::: Selection

University of Oklahoma/Cooperative Institute for Mesoscale Meteorological Studies, School of Meteorology, 1310 Sarkeys Energy Center, 100 E. Boyd ST, Norman, OK 73019 - USA

• Goals
• Data
• Methodology
• Results
• Conclusions

Goals

To determine if eigenpatterns of MSU channel 4 data are robust and physically meaningful. Standard statistical eigenanalysis is applied to the T-mode and S-mode

of the correlation matrices. The T-mode analysis will be highlighted and compared against several solutions for veracity.

Data

Temperature anomalies for the Southern Hemisphere were analyzed for the period January1979 - December 1997.  The data correspond to the MSU channel 4,

temperature anomalies for lower stratosphere.  This channel has its peak weighting at 70hPa and provides a good measure of lower stratospheric deep-layer temperature.  The data are placed in a 5128 (gridpoint) by 228 (month) matrix.

Methodology

The data were decomposed via principal component analysis in the T- and S-mode. The T-mode results will be presented. A standard approach used by the majority of investigators was taken, namely begin by correlating the data into a 228 by 228 matrix and then diagonalizing that matrix into 228 eigenvectors and corresponding eigenvalues. Since the principal component model was used, the eigenvectors were scaled by the square root of the corresponding eigenvalues to arrive at principal component loadings (time series) which are in the same units as the parent similarity matrix (i.e., correlations) and portray the time variability of the data. Principal component scores were then calculated and plotted on a polar stereographic map centered on Antarctica. The resulting spatial patterns are thought to be dominant modes of the relative variability of the MSU channel 4 data. The question remains: Are they? By truncating the number of eigenmodes from 228 to 6 and application of various targets and rotations to these data, a fuller picture of lower stratospheric temperature anomalies emerges. The rotations applied include two orthogonal transformations (Varimax, Quartimax), one oblique transformation (Covarimin), and two Procrustes transformations (targeted trends of temperature and a series of random targets).

::::::
::: Dataset section

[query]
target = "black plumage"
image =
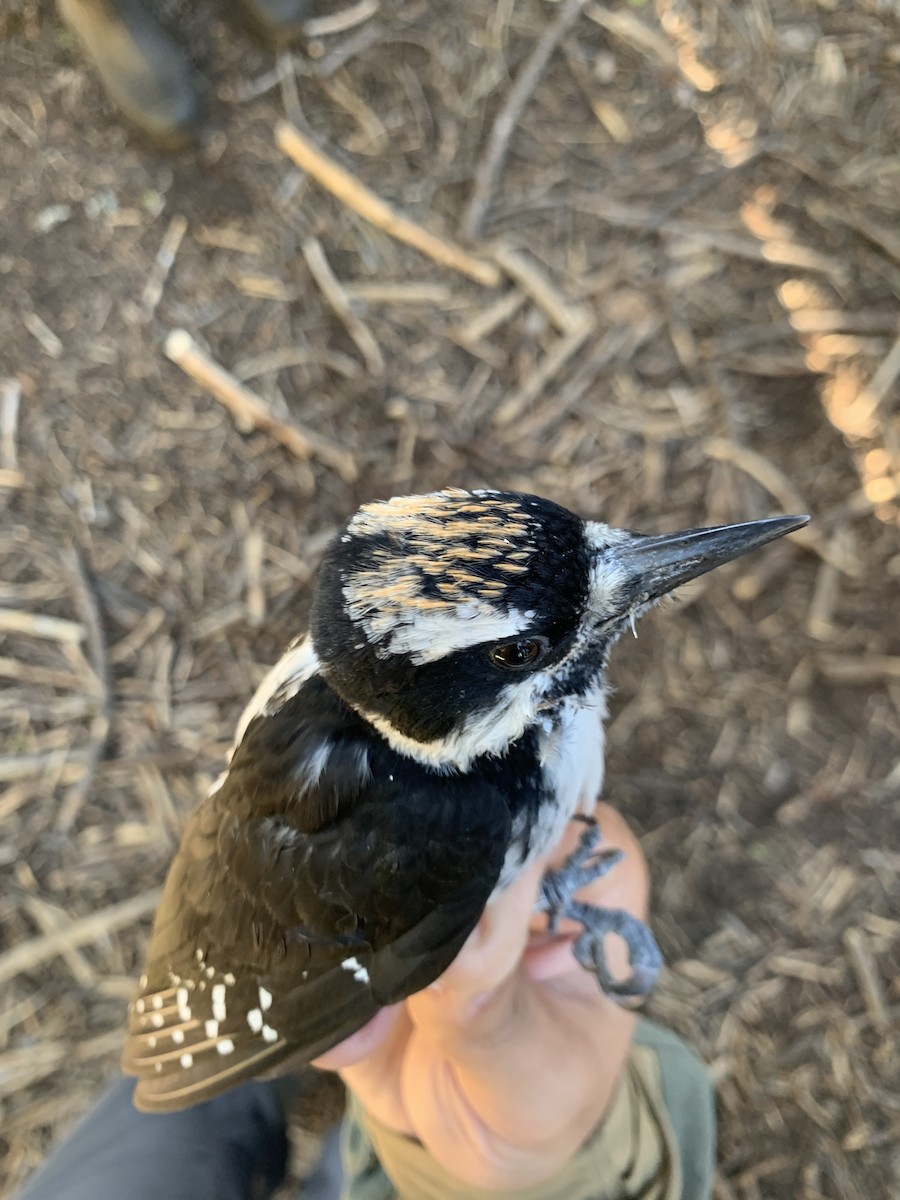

::::::

Work to do
**A.** Name each rotation or transformation that the MSU channel 4 study above says was applied to the truncated eigenmodes, and give the type stated for each.
**B.** Write the next part of the MSU channel 4 study, picking up right after its last sentence.

The results
**A.**
- Varimax: orthogonal
- Quartimax: orthogonal
- Covarimin: oblique
- Procrustes transformation with targeted trends of temperature: Procrustes
- Procrustes transformation with a series of random targets: Procrustes

**B.**
Results

• The dimensionality of the analysis can not be accurately gauged by looking at the eigenvalues. There are more interpretable eigenvectors than would be found by application of typical eigenvalue magnitude and spacing techniques, such as the Scree test, LEV test or North et al. test. This suggests that those eigenvectors with variability indistinguishable from white noise have physical signal embedded within them. Developing new tests, based on the spatial structure of the variability, rather than the magnitude of the variability, should be given priority.
• Random targets can be applied by Procrustes with relatively poor fits (e.g., correlations between the target and the fit were typically 0.20), suggesting that the MSU channel 4 temporal fluctuations are not random. However, the PC scores based on the random fits present a shocking picture, that of robust appearing dipoles, mainly wave number 1 and occasionally wave number 2, centered around Antarctica. Undoubtedly, if such patterns were presented to analysts, they would interpret them as physically relevant. However, the Procrustes analysis has a safeguard built into the technique and one can quickly determine that 95 percent of the target is not fit. Therefore, the perceptive analyst can ignore such spatial modes.
• The unrotated PC scores exhibit wave number 1 to wave number 4 patterns with most variability in the middle and high latitudes, although two patterns (PCs 4 and5) had some tropical signal. The higher wave number patterns are associated with about one-half the variance as the larger scales. The PC loadings might be used to track the temporal behavior of the PC scores if the patterns are relatively simple. As the wave number increases, the probability of obtaining a high spatial match to the PC scores decreases.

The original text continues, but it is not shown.